— What you should do —
Write out, with no changes, every line starting at the one that contains "Shelf-audit tool: tag the horse's hoof" and ending at the last line of the data below. Leave pictures out.

— Given information —
—————

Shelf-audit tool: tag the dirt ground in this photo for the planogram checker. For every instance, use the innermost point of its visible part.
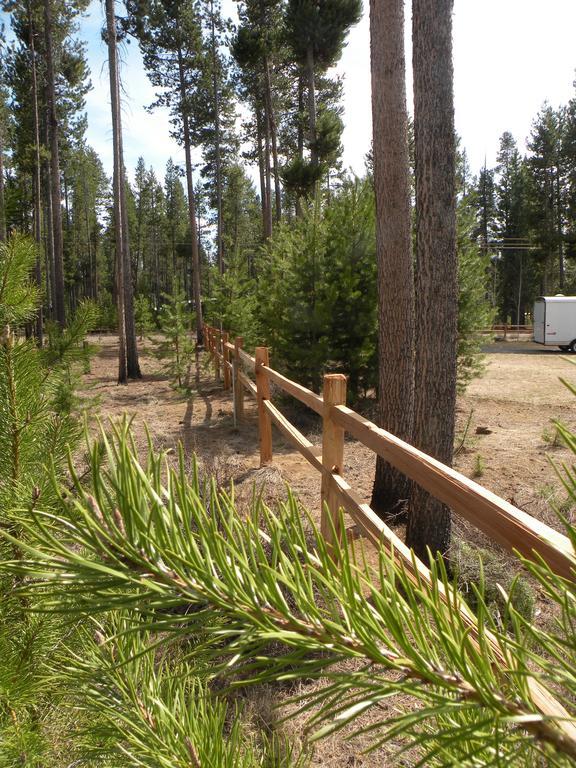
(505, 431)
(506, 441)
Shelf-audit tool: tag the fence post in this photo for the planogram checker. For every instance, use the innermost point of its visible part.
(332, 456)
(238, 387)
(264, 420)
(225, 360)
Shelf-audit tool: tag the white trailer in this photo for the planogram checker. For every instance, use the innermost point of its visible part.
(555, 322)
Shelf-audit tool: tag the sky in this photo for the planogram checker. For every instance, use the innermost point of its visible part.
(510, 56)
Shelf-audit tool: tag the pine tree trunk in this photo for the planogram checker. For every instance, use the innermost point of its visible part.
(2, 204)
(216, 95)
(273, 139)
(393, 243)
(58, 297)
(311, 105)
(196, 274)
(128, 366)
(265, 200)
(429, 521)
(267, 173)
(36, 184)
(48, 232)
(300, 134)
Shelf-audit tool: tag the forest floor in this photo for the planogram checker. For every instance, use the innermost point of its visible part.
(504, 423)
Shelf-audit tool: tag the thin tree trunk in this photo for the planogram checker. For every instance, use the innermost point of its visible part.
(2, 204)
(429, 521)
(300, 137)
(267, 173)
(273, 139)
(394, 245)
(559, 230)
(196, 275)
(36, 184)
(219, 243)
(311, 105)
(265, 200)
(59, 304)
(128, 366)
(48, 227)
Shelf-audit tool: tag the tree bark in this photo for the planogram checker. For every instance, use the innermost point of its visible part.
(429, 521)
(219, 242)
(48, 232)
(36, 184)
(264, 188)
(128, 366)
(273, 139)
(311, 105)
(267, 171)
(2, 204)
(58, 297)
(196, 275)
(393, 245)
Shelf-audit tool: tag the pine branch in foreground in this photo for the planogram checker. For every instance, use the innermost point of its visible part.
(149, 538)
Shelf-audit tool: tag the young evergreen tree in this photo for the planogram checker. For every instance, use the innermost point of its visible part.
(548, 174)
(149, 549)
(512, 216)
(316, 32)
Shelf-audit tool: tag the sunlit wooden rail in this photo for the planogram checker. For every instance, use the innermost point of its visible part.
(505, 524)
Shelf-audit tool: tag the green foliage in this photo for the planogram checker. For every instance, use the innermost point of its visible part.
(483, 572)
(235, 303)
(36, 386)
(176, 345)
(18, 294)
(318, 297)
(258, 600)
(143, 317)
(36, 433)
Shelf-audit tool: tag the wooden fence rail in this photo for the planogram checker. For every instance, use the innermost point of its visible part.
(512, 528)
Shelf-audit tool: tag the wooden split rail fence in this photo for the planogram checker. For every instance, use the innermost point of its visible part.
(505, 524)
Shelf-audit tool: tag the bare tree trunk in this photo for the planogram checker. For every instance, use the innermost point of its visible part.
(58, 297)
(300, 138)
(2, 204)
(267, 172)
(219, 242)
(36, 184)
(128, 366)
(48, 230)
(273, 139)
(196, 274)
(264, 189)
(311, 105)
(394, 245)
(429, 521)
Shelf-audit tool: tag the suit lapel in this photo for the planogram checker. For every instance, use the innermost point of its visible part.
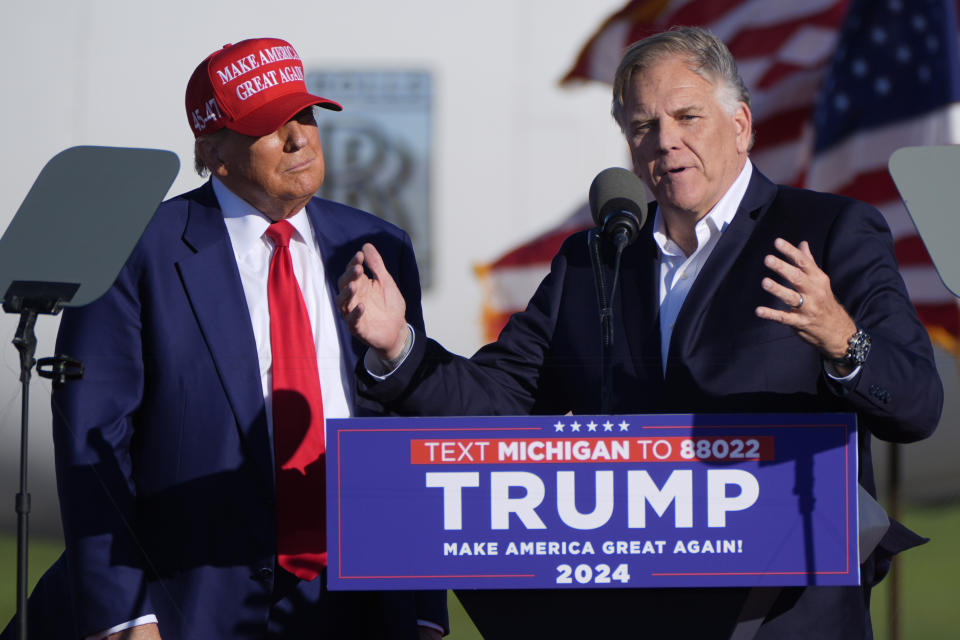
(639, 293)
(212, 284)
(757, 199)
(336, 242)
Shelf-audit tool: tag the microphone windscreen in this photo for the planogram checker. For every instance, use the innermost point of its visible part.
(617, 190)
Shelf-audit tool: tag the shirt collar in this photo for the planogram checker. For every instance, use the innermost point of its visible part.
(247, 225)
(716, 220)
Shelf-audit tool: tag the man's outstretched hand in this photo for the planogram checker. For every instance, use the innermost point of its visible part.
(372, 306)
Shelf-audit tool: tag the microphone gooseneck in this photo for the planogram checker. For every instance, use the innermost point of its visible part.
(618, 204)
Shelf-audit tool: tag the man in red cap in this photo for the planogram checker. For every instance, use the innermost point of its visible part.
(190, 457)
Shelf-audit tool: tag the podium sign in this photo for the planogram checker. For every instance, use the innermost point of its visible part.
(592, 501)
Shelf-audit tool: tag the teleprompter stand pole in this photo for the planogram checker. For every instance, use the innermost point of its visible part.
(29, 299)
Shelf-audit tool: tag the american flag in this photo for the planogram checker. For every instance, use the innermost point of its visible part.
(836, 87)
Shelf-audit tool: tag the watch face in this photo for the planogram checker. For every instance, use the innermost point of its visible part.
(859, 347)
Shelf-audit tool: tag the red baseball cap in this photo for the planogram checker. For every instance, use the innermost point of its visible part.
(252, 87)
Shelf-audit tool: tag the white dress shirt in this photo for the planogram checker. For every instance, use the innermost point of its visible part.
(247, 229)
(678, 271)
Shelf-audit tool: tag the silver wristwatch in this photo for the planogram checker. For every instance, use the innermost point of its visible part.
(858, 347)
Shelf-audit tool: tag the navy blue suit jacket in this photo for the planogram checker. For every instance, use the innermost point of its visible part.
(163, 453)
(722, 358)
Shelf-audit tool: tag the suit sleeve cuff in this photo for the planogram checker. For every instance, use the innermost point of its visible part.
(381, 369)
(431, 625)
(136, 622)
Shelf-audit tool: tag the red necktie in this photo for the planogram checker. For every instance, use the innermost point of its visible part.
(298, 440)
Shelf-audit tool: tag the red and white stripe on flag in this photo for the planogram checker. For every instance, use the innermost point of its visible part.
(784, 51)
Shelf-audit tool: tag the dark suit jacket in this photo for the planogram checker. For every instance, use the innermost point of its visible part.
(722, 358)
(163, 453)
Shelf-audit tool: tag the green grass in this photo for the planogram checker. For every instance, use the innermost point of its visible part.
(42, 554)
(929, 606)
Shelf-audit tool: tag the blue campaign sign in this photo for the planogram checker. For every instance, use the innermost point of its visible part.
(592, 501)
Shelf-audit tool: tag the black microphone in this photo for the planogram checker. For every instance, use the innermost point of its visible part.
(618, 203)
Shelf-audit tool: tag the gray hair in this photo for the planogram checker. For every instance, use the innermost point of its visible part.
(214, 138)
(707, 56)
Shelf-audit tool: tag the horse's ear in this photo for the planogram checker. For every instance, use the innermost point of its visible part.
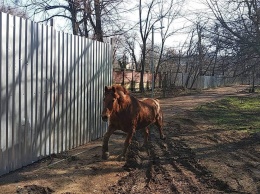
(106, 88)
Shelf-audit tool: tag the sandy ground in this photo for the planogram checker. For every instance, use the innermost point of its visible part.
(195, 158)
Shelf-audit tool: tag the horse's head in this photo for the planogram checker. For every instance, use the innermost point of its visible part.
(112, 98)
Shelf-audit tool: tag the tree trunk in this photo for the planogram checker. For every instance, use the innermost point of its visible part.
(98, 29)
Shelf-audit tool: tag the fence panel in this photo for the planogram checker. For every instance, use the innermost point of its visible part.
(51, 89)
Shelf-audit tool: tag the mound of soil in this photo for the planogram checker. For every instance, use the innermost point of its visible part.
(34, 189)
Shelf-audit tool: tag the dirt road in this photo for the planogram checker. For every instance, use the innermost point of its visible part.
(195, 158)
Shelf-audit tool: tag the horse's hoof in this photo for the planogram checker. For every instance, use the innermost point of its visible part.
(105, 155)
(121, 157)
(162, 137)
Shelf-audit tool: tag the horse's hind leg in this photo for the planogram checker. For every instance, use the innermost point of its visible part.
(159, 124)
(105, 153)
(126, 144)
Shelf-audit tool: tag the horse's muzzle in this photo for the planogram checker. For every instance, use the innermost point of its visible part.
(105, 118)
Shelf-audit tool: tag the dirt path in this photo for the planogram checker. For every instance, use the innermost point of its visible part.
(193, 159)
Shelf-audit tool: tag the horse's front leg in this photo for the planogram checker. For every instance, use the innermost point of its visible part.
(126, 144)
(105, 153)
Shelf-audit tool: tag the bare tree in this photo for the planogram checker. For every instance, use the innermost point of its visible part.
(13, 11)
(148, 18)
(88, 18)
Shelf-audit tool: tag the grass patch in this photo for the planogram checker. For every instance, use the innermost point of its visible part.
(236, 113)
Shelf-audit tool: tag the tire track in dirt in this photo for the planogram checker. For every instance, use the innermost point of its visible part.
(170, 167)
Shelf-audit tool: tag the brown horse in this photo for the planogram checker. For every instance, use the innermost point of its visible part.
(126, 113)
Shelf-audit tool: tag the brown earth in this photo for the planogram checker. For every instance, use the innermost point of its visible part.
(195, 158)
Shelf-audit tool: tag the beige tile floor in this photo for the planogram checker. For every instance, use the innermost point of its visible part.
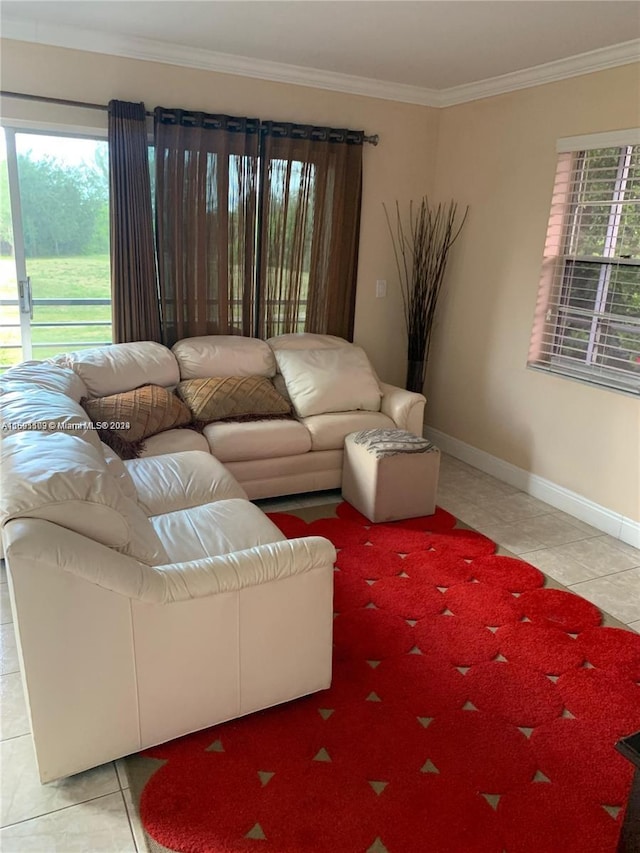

—————

— Task solution —
Shelf-audit tool: tag the horse's hoof in this photo for the planogram checker. For every instance, use the innermost point of its visible part.
(105, 155)
(121, 157)
(162, 137)
Shelf-audit tool: tag the horse's hind leg in this photo for the planogram checker. For every instance, use the innermost point of its visible part.
(159, 124)
(105, 153)
(126, 144)
Shelf-audit tool: tag the horse's muzzle in this photo for the planogram checker. For every instance, use the innermost point of its visible part.
(105, 118)
Shelf-audit tool: tag the dirt path in this photo for the planogram checker. For every instance, use the innermost point of its visible part.
(193, 159)
Shelf-audit tool: tag the horse's front leg in this photo for the planogram checker. For every instance, use the innermost point of its visible part.
(126, 144)
(105, 153)
Shelf-audit tool: tag the bare tree in this photo for the planogram checker. For every instance, use the innermost point of its visible part.
(13, 11)
(148, 18)
(88, 18)
Shelf-audit tool: tag the grass patch in this photo for the planogram checker. For every instance, use the innermost point of its visible part.
(236, 113)
Shelf-audit tool: tag the tire track in dirt in this photo for the planogram checker. For every instance, use the innermost point of its visible part.
(170, 167)
Shelf-audit tool: tag the brown horse in this photo for the planogram checker. For every instance, use the innermost point of its visible part.
(126, 113)
Shelf-audit tool: tag the brown earth in this photo for the planogram checker. For every instance, use the innermost point of its visible part.
(195, 158)
Shelf-audit tool: tag the beige tile floor in this photo for the planogram checker. For every instance, use the innermost point of its visible part.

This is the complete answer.